» DESCRIPTION OF THE TASK
Could you repeat all of the entries word for word, minus any pictures?

» DATASET RECORDS
===============

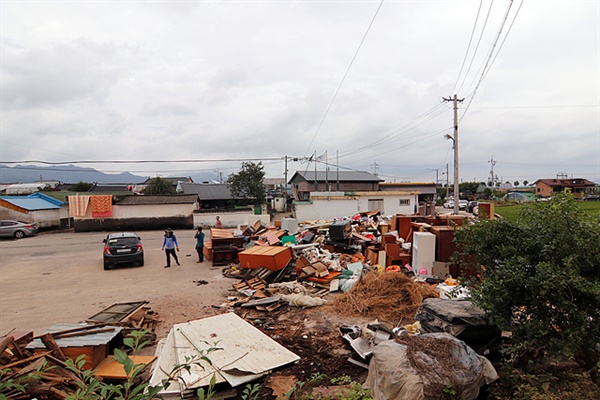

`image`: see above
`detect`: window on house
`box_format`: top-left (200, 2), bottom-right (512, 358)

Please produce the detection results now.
top-left (399, 199), bottom-right (410, 205)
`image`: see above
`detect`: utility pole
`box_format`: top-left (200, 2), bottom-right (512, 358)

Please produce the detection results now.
top-left (443, 94), bottom-right (464, 214)
top-left (371, 160), bottom-right (380, 176)
top-left (426, 168), bottom-right (439, 202)
top-left (446, 163), bottom-right (450, 199)
top-left (314, 151), bottom-right (318, 192)
top-left (284, 155), bottom-right (288, 196)
top-left (488, 156), bottom-right (496, 187)
top-left (336, 150), bottom-right (340, 191)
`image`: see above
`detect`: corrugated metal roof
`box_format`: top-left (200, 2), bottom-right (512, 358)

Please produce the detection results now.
top-left (0, 196), bottom-right (62, 210)
top-left (149, 313), bottom-right (299, 393)
top-left (290, 170), bottom-right (383, 183)
top-left (263, 178), bottom-right (285, 185)
top-left (179, 183), bottom-right (246, 200)
top-left (27, 324), bottom-right (123, 348)
top-left (117, 194), bottom-right (198, 205)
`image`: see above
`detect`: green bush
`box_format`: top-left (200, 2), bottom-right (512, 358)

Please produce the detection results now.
top-left (454, 194), bottom-right (600, 379)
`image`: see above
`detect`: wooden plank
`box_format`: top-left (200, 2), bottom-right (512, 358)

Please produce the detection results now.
top-left (307, 271), bottom-right (342, 284)
top-left (94, 355), bottom-right (157, 379)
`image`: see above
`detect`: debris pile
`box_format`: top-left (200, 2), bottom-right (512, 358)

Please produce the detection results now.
top-left (1, 302), bottom-right (159, 399)
top-left (331, 271), bottom-right (440, 322)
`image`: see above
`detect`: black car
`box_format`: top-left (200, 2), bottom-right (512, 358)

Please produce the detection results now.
top-left (103, 232), bottom-right (144, 270)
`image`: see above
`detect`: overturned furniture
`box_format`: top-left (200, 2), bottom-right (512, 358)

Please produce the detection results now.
top-left (415, 298), bottom-right (501, 354)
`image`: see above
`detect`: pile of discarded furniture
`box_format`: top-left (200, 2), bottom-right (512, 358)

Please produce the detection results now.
top-left (1, 301), bottom-right (159, 399)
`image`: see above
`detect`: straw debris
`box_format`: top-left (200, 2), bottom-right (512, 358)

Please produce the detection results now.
top-left (330, 271), bottom-right (439, 322)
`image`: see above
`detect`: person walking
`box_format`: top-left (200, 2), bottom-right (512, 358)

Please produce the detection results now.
top-left (214, 216), bottom-right (223, 228)
top-left (162, 228), bottom-right (180, 268)
top-left (194, 226), bottom-right (205, 263)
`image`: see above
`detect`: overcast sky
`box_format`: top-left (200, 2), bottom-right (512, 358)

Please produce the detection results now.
top-left (1, 0), bottom-right (599, 185)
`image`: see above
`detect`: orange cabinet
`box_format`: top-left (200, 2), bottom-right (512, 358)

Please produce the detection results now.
top-left (238, 246), bottom-right (293, 271)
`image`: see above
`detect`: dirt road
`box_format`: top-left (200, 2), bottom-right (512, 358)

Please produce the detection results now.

===============

» RESULT OF THIS TASK
`image`: see above
`detect`: window on house
`box_format`: top-left (200, 2), bottom-right (512, 358)

Please produce the detection results now.
top-left (399, 199), bottom-right (410, 205)
`image`: see above
`detect`: utility pole
`box_format`: top-left (200, 2), bottom-right (512, 358)

Please produce the detection results now.
top-left (443, 94), bottom-right (464, 214)
top-left (371, 160), bottom-right (380, 176)
top-left (426, 168), bottom-right (439, 202)
top-left (446, 163), bottom-right (450, 199)
top-left (314, 151), bottom-right (318, 192)
top-left (284, 155), bottom-right (288, 196)
top-left (488, 156), bottom-right (496, 187)
top-left (336, 150), bottom-right (340, 191)
`image`: see above
`detect`: corrugated metal roof
`box_format`: top-left (200, 2), bottom-right (512, 358)

Please produce the detection results now.
top-left (0, 196), bottom-right (62, 210)
top-left (149, 313), bottom-right (299, 393)
top-left (290, 170), bottom-right (383, 183)
top-left (263, 178), bottom-right (285, 185)
top-left (179, 183), bottom-right (246, 200)
top-left (27, 324), bottom-right (123, 348)
top-left (117, 194), bottom-right (198, 205)
`image`: see above
`detect`: green bush
`box_format`: top-left (200, 2), bottom-right (512, 358)

Please produce the detection results now.
top-left (454, 194), bottom-right (600, 379)
`image`: see above
`detect`: wooden plank
`box_format`: top-left (200, 2), bottom-right (512, 358)

Please produce the detection results now.
top-left (307, 271), bottom-right (342, 284)
top-left (94, 355), bottom-right (157, 379)
`image`: see above
`detect`: debris pile
`box_format`: top-left (200, 2), bottom-right (512, 358)

Please produce the detection results now.
top-left (1, 302), bottom-right (159, 399)
top-left (331, 271), bottom-right (440, 322)
`image`: see above
`detect`: black car
`box_format`: top-left (200, 2), bottom-right (512, 358)

Please produce the detection results now.
top-left (103, 232), bottom-right (144, 270)
`image`: see above
`detect`: overturned furniture
`box_format`: top-left (200, 2), bottom-right (512, 358)

Please produce the detection results now.
top-left (415, 298), bottom-right (501, 354)
`image`: see above
`detect`: pile of discarded furniture
`box_format`: top-left (200, 2), bottom-right (512, 358)

Please produce the detection results now.
top-left (1, 301), bottom-right (159, 399)
`image`: see above
`detect`: straw debris
`box_format`: top-left (200, 2), bottom-right (512, 358)

Please produce the detection results now.
top-left (330, 271), bottom-right (439, 322)
`image`: see above
`detect`: person walking
`box_format`: top-left (200, 2), bottom-right (512, 358)

Please produce the detection results now.
top-left (214, 216), bottom-right (223, 228)
top-left (162, 228), bottom-right (180, 268)
top-left (194, 226), bottom-right (205, 263)
`image`: see above
`detect`: overcast sky
`box_format`: top-left (200, 2), bottom-right (512, 358)

Please produce the detection results now.
top-left (1, 0), bottom-right (599, 185)
`image`: see above
`detect`: orange cabinet
`box_format`: top-left (200, 2), bottom-right (512, 358)

Please produce the detection results now.
top-left (238, 246), bottom-right (293, 271)
`image`: see above
`detect`: dirt road
`box_format`: top-left (200, 2), bottom-right (512, 358)

Please produce the detection results now.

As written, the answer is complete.